##### Records provided

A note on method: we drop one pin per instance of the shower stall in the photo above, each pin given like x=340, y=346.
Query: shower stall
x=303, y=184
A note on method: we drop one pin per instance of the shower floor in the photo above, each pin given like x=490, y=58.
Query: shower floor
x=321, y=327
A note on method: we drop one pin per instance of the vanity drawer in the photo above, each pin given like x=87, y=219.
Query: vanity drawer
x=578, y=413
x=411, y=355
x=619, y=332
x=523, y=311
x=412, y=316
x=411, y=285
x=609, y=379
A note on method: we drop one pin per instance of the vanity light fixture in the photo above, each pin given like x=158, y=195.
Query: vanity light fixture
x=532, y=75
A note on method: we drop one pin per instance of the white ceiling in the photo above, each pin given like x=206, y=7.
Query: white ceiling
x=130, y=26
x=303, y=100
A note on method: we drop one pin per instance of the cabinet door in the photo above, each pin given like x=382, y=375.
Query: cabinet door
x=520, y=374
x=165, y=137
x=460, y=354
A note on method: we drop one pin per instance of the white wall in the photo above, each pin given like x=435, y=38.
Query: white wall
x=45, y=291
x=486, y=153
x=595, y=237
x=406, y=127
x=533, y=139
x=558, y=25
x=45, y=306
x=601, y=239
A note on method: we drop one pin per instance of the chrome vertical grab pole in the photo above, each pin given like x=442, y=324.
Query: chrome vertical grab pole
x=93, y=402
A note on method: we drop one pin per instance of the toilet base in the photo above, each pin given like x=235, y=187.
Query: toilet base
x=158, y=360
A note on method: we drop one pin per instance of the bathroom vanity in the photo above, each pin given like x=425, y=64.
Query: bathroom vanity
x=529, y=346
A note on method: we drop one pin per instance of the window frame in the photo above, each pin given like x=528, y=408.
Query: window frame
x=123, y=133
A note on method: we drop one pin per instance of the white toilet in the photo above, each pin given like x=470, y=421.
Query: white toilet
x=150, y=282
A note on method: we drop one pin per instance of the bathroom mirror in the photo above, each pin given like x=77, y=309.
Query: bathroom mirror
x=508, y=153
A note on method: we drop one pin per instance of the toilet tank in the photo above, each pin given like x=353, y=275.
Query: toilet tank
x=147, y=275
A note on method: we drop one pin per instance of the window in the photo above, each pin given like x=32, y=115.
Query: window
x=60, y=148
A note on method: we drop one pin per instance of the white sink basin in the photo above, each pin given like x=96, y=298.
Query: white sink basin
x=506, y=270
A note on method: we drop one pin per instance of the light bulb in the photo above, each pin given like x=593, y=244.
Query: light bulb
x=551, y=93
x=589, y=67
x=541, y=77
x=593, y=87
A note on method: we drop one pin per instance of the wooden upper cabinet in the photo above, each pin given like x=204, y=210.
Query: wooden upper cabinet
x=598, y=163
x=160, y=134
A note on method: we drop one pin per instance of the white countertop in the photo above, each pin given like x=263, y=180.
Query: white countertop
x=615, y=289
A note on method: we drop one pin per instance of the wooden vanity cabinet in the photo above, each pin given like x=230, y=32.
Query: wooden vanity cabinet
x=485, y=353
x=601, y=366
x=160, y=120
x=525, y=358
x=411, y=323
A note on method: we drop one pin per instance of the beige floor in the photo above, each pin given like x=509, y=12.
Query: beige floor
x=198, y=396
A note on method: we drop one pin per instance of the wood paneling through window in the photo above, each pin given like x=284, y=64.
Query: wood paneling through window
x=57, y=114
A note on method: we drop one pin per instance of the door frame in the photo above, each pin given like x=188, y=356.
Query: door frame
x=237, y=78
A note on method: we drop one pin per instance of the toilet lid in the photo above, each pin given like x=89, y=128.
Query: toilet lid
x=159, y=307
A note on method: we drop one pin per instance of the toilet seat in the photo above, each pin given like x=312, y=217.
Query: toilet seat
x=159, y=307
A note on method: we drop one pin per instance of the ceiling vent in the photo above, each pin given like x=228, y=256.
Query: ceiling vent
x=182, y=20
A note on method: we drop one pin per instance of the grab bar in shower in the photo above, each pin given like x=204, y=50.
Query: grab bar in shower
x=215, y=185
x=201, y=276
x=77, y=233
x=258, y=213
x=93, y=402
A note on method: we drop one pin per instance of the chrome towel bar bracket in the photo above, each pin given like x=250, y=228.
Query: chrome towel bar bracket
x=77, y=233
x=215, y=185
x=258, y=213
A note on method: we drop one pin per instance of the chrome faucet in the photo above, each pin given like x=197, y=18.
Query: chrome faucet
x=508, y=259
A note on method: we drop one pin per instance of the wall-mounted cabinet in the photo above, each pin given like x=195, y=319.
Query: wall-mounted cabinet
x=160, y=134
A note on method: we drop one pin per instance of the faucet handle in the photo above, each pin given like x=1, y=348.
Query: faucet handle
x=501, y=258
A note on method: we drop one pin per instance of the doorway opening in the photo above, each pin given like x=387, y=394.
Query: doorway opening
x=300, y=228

##########

**What needs to be done:** Copy out, word for word, the lines from the one that contains "like x=32, y=115." through the one that contains "x=593, y=87", including both, and nothing else.

**Solution to this task:**
A note on method: we drop one pin per instance of the window in the photo above, each pin given like x=32, y=115.
Query: window
x=60, y=148
A note on method: we drop one pin per instance of the white sink basin in the photo above, each pin given like x=96, y=298.
Query: white sink basin
x=506, y=270
A note on method: we drop one pin per instance of the light bulb in the photo above, each pin given like x=593, y=244.
Query: light bulb
x=551, y=93
x=589, y=67
x=541, y=77
x=593, y=87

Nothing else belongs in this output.